Task instructions:
In the data below, find every line with the word "form" and copy it.

BEGIN Task data

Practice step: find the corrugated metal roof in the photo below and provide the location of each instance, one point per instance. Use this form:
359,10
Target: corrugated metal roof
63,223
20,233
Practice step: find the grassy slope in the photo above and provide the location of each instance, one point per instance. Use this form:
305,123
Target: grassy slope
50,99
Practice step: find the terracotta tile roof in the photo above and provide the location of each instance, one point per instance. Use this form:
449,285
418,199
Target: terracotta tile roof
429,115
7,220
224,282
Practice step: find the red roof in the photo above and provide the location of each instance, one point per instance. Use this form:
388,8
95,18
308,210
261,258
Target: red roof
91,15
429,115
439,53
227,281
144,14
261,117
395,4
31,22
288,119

END Task data

Output of the exercise:
Practice step: find the corrugated metal roof in the photo below and provide the location of each instance, one point per instance. Use this form:
Practice step: find the grassy slope in the photo above and provide the location of each instance, one point per instance. Use this form:
Practice step: find the terracotta tile roof in the photo above and provide the location of each instance, one point per instance. Use this form:
Practice step: find the red roof in the photo above and provide the location of each instance, one point per instance. Use this form:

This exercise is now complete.